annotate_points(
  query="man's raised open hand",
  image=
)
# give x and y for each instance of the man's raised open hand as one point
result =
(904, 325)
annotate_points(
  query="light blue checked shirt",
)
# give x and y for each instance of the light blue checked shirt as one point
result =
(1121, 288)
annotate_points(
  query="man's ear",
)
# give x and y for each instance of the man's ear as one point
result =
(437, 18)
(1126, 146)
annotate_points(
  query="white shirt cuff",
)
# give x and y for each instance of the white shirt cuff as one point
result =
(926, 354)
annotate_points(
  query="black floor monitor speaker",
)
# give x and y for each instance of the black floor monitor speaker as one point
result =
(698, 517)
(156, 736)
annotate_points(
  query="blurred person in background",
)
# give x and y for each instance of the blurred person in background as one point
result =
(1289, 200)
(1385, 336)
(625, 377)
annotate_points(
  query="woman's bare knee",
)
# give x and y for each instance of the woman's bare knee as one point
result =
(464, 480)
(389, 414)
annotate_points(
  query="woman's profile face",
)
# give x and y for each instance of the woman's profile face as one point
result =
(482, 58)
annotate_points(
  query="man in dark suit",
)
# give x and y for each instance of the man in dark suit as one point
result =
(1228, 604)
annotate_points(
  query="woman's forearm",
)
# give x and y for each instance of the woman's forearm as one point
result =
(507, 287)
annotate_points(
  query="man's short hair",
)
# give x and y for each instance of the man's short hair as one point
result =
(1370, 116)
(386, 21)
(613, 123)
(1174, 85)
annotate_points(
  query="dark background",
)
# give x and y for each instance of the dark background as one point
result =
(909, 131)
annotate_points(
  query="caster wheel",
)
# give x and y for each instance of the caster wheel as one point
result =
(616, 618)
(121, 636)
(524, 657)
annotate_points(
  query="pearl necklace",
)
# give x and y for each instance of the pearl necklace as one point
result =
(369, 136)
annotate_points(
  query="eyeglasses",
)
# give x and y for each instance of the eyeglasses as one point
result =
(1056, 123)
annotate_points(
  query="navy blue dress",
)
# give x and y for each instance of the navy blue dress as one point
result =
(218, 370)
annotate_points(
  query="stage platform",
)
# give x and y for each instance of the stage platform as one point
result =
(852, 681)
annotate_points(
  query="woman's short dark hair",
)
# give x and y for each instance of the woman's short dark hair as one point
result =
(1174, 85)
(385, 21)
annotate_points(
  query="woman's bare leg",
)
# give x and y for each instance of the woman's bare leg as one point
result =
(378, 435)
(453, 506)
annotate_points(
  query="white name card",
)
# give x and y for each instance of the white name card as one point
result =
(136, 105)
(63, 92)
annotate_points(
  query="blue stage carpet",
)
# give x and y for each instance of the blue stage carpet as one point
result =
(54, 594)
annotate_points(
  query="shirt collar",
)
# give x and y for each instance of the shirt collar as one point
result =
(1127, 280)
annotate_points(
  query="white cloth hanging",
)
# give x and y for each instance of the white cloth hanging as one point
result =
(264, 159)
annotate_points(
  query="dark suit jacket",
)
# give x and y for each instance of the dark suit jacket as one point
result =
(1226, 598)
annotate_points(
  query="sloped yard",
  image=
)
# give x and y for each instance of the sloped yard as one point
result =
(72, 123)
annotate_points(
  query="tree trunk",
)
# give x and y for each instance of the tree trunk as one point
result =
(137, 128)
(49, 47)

.....

• _What you should do_: Every piece of the data must be set down exactly. Omit nothing.

• _Exercise response_:
annotate_points(
  query="man's raised open hand",
  image=
)
# give x and y for each instance of the man's raised open hand as one point
result =
(904, 325)
annotate_points(
  query="light blue checked shirt",
)
# give x and y for each instance of the light blue checked shirt as one point
result =
(1121, 288)
annotate_points(
  query="man's ear",
)
# give x and y for each instance of the man's ear as one point
result =
(437, 18)
(1126, 146)
annotate_points(
  query="white shirt cuff",
)
# give x and y for each instance of the white shirt cuff as one point
result =
(926, 354)
annotate_points(
  query="black floor monitor speaker",
)
# give x and y for each instance of the black floor monitor speaker as one point
result =
(698, 517)
(156, 736)
annotate_points(
  query="blurred person in background",
)
# give x and y for each instance of the blurred person in background as one point
result =
(1289, 200)
(1385, 336)
(625, 377)
annotate_points(
  query="woman's bare knee",
)
# give x and y for each instance of the woman's bare knee as one point
result =
(464, 480)
(389, 414)
annotate_points(
  query="woman's profile face",
)
# give x and y for each instance of the woman's profile face as one point
result =
(482, 58)
annotate_points(
  query="man in dark suit",
)
# give x and y for each instance of the man in dark suit as one point
result =
(1228, 604)
annotate_points(
  query="woman's forearm",
)
# give x and y for each instance of the woman's forearm as one point
result =
(507, 287)
annotate_points(
  query="man's short hair",
)
# give x and y for each instance of the man's short hair as one point
result =
(1370, 116)
(386, 21)
(613, 123)
(1174, 85)
annotate_points(
  query="dark background",
)
# give x and y for each instance of the dark background as one point
result =
(909, 131)
annotate_points(
  query="caster wheel",
)
# give x and y for each instance of the caster wheel as one point
result =
(616, 618)
(121, 636)
(524, 657)
annotate_points(
  query="pearl necklace",
)
# give x and y for each instance of the pearl necklace as one point
result =
(369, 136)
annotate_points(
  query="eyeglasses",
)
# give x and y for each instance of the eyeglasses as one point
result =
(1056, 123)
annotate_points(
  query="navy blue dress",
)
# give x and y for each instance of the navy blue dress as one point
result =
(218, 370)
annotate_points(
  query="stage platform",
)
# give x and y for each instance of the stage platform as one point
result =
(852, 681)
annotate_points(
  query="woman's short dark hair",
)
# give x and y for each instance of the woman's short dark hair as one point
result =
(1174, 85)
(385, 21)
annotate_points(
  query="woman's bare leg",
)
# give x and y for each instance of the woman's bare leg as one point
result =
(378, 435)
(453, 506)
annotate_points(
  query="white name card",
)
# give x and y for each instance of the white name card as one point
result =
(136, 105)
(63, 92)
annotate_points(
  query="blue stage carpet",
)
# give x and y for each instance of the blue stage carpet as one point
result =
(54, 594)
annotate_points(
  query="shirt collar",
)
# give x and y for each instance of the shirt collar as one point
result =
(1127, 280)
annotate_points(
  query="white cloth hanging",
)
# give x and y for each instance of the white cloth hanging as one point
result =
(264, 159)
annotate_points(
  query="dark suit jacket",
)
# give x and y for each instance of the dark suit jacket as one point
result =
(1226, 598)
annotate_points(
  query="sloped yard",
  image=
)
# give x and y for each instance of the sloped yard as one point
result =
(72, 123)
annotate_points(
  query="tree trunk",
)
# give x and y for each instance of the tree trunk as one point
result =
(137, 128)
(49, 47)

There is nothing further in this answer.